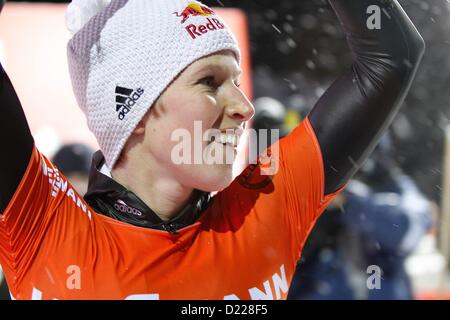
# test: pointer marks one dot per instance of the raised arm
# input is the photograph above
(17, 142)
(352, 114)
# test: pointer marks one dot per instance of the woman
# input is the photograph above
(148, 227)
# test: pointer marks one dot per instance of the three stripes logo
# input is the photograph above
(126, 99)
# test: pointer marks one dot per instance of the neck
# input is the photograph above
(160, 192)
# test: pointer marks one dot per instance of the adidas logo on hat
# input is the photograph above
(126, 99)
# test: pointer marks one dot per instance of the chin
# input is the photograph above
(214, 180)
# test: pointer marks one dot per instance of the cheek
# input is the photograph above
(180, 116)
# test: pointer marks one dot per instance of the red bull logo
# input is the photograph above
(192, 10)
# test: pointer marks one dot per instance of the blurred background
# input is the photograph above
(293, 50)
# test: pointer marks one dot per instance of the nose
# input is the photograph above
(239, 108)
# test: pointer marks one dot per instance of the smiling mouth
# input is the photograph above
(226, 139)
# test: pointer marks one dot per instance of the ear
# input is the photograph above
(140, 128)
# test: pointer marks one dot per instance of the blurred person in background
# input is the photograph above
(376, 222)
(135, 246)
(74, 161)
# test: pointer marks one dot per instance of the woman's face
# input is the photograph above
(204, 101)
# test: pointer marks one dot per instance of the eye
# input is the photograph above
(209, 82)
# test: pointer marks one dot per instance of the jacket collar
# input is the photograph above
(110, 198)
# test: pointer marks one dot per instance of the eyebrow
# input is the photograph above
(217, 67)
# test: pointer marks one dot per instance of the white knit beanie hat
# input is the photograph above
(125, 53)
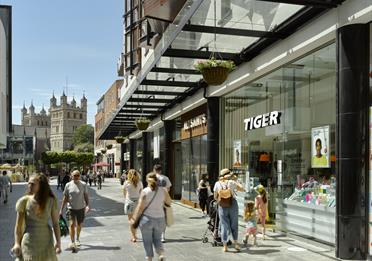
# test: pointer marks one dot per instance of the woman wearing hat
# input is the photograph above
(224, 193)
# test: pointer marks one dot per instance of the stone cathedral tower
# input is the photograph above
(65, 119)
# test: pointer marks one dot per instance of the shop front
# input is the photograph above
(190, 152)
(279, 131)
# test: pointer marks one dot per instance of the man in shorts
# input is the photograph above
(163, 181)
(5, 183)
(76, 197)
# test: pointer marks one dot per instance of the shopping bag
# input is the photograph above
(63, 227)
(169, 221)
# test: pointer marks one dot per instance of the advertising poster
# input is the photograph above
(320, 147)
(237, 153)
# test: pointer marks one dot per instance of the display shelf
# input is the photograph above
(316, 221)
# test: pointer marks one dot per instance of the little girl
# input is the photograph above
(251, 225)
(261, 206)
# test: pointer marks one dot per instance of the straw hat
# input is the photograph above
(260, 189)
(224, 172)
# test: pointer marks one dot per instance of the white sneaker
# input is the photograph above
(72, 246)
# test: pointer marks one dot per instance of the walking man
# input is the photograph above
(5, 182)
(76, 197)
(163, 181)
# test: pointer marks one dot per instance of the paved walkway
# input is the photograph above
(106, 235)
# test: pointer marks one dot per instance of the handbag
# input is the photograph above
(225, 197)
(138, 219)
(169, 221)
(63, 227)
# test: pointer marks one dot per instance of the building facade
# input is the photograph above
(294, 116)
(32, 119)
(5, 73)
(25, 144)
(65, 118)
(107, 105)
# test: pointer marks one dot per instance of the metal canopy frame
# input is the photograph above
(154, 101)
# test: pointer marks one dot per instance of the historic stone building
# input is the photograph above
(32, 119)
(65, 119)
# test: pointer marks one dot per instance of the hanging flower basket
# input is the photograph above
(215, 72)
(119, 139)
(142, 123)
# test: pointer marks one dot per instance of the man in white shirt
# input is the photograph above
(76, 197)
(5, 183)
(163, 181)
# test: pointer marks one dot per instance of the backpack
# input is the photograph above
(225, 197)
(162, 182)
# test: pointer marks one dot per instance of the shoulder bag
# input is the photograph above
(225, 196)
(138, 219)
(168, 215)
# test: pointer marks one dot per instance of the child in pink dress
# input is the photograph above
(251, 225)
(261, 206)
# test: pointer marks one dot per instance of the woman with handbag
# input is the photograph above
(224, 193)
(132, 189)
(149, 216)
(203, 189)
(33, 236)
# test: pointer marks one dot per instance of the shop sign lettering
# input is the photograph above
(195, 122)
(262, 121)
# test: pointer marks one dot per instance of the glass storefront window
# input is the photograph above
(283, 157)
(194, 158)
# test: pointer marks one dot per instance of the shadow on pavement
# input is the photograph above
(183, 240)
(260, 251)
(85, 247)
(201, 217)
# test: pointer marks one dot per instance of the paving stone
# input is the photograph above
(106, 236)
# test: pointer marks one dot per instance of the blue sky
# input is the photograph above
(53, 40)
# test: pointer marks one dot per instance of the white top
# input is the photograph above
(155, 209)
(232, 185)
(132, 191)
(75, 194)
(163, 181)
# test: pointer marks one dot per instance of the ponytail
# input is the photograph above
(152, 181)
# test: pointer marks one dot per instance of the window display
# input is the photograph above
(279, 132)
(314, 193)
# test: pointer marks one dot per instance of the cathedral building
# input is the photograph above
(32, 119)
(65, 119)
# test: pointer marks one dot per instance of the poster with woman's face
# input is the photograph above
(320, 147)
(237, 153)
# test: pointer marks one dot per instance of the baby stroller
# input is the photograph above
(213, 223)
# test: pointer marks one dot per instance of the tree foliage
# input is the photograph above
(84, 134)
(80, 158)
(84, 147)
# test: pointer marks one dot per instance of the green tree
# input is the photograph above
(84, 134)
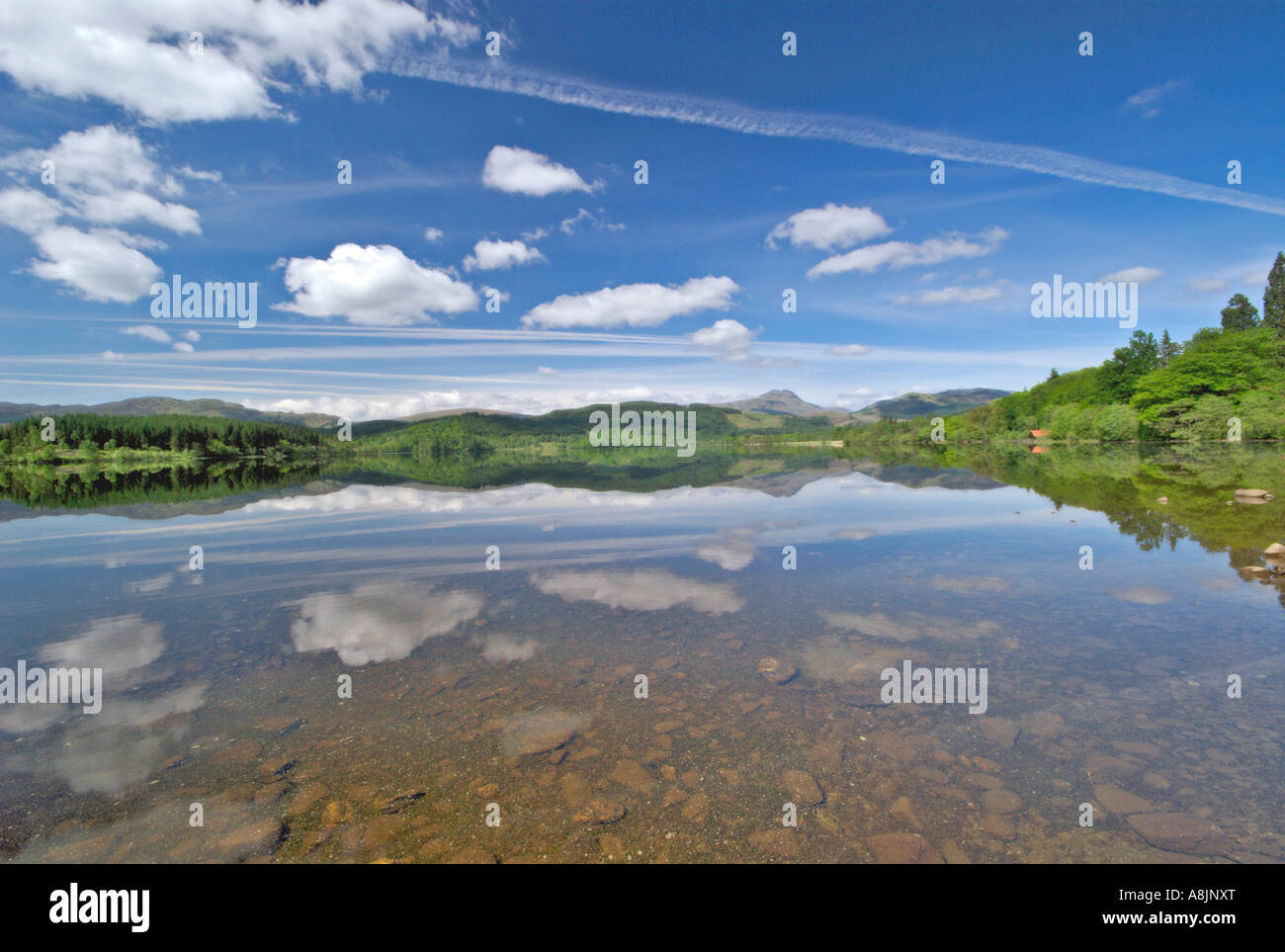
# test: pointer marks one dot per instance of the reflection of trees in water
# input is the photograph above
..........
Reproduce all of the lines above, substituting "image" for every occurrence of "photograph" and leaving everything else unchanged. Omit the pictures from your answer.

Answer to the problem:
# test: pointer marks one dot per instance of the raised arm
# input is the image above
(17, 142)
(352, 114)
# test: pointer marks one dot per instance of the woman
# input is the image above
(148, 227)
# test: pointer marks one dot per instance of the three stripes logo
# input is the image above
(126, 99)
# test: pointer marks one dot per instance of the neck
# input is the image above
(160, 192)
# test: pointer marks one dot per instance of the adidas logo on hat
# input is the image above
(126, 99)
# test: pointer marks one dot per instance of the chin
# input is the image above
(214, 180)
# test: pointer marks one dot per instance of the cheek
# input is the image above
(180, 116)
# test: pointer marks one dot per instance of the red bull logo
# input is the image above
(192, 10)
# test: pointer marks one dot per instance of the blurred background
# input is the image above
(293, 50)
# test: pointer marks one dot per instance of the nose
# input is the image above
(239, 108)
# test: pointer marks one dot per instance of the smiling mouth
# input is the image above
(226, 139)
# test: pointer marks one dot per instance of the ear
# input is the image above
(140, 128)
# test: pointer marks one dot per instance of the blurred person in background
# input is the image above
(376, 222)
(135, 246)
(74, 161)
# test: pointer marks one dot per instance of the woman's face
# input is the image above
(204, 101)
# test: pointer marks one dot per instance of the eye
# input is the image above
(209, 82)
# test: pointer marks one dot per instance of the jacket collar
# input is the image above
(110, 198)
# test: pointer marks one dot per instance of the eyebrow
# input is the image above
(217, 67)
# test: pointer marks one dot per instance of the white knit beanie hat
# input is the image above
(125, 53)
# test: pointer marks one dot per instance of the woman wearing hat
# input is the image above
(224, 193)
# test: pointer marks one dot per instance of the stone cathedral tower
# input is the image above
(65, 119)
# test: pointer marks one dot per instance of the shop front
# input is the image above
(190, 152)
(279, 131)
# test: pointer marks one dot per instance of the man in shorts
# input is the image above
(163, 181)
(5, 183)
(76, 197)
# test: pointer marks one dot per instance of the shopping bag
# input is the image above
(63, 227)
(169, 221)
# test: pointer marks one dot per instance of the advertising poster
# input is the image above
(320, 147)
(237, 153)
# test: pointer marks one dot per instance of the display shelf
# input is the image above
(316, 221)
# test: pointer marks one dot per instance of the little girl
# input is the image above
(251, 225)
(261, 206)
# test: pointer marks one dot per instance of the straw hat
# input is the image above
(260, 189)
(224, 172)
# test: pointer marks one dot per instance of the white sneaker
# input is the image above
(72, 246)
# test: pointer marks one dot per instance of the walking man
# input is the image above
(5, 182)
(76, 197)
(163, 181)
# test: pointer marks one dot per instance of the paved walkway
# input is the image above
(106, 235)
# test: pointer marks one dot per instance of the handbag
# input is the image above
(225, 197)
(138, 219)
(169, 221)
(63, 227)
# test: pointer marks one dot per instance of the building facade
# input is the image above
(294, 116)
(32, 119)
(5, 73)
(25, 144)
(65, 118)
(107, 105)
# test: pointer marks one dot per instance of the metal canopy frame
# input is the image above
(154, 101)
# test: pointer marks one dot per instance of the historic stone building
# input is the image above
(32, 119)
(65, 119)
# test: pointer marks one dot per instance of the hanging flower basket
# input is the image above
(215, 72)
(119, 139)
(142, 123)
# test: pointer marks one dot per instance of the man in white shirt
# input is the image above
(76, 197)
(5, 183)
(163, 181)
# test: pointer marks one dot per instance of the backpack
# input is the image above
(225, 197)
(162, 182)
# test: pointer marks one dot per instance of the shoulder bag
# input is the image above
(225, 196)
(138, 219)
(168, 215)
# test: pointer marks one dot per instance of the child in pink dress
# input is the image above
(251, 225)
(261, 206)
# test: pointer marks one dot per instance of the woman with handbag
# input is the image above
(224, 193)
(132, 189)
(149, 216)
(203, 189)
(33, 236)
# test: pointer marks one dot per instance of the shop sign lettering
# input is the image above
(195, 122)
(262, 121)
# test: pointer marks one dot per instance of the glass storefront window
# input is the image above
(283, 157)
(194, 158)
# test: pointer marks one dot per instance of the shadow on pavement
# input is the image above
(183, 240)
(260, 251)
(85, 247)
(201, 217)
# test: pointer marks one dot per instance of the paving stone
# input is the image above
(106, 236)
# test: pointer marks one dot per instance of the blue sky
# input is the image above
(53, 40)
# test: pointer marks one dot per instance of the white top
# input is the image above
(155, 209)
(232, 185)
(132, 191)
(75, 194)
(163, 181)
# test: pointer marks one dot per instance of the ponytail
# input is the image above
(152, 181)
# test: pointer marks one dot per instance of the window display
# input is the image above
(279, 132)
(314, 193)
# test: pointer marks one dot per instance of the cathedral building
# input is the image above
(32, 119)
(65, 119)
# test: pointer marks one dot per instance of the poster with woman's face
# input is the image above
(320, 147)
(237, 153)
# test: pointer marks one dot per instance of the baby stroller
# input is the image above
(213, 223)
# test: pointer marks one dot per instance of the tree foliage
# input is the image above
(84, 134)
(80, 158)
(84, 147)
# test: pointer marks one dot per instance of the green tree
# input is the image above
(84, 134)
# test: pointer marks one dot per instance of the reflection of trees in water
# input is the image above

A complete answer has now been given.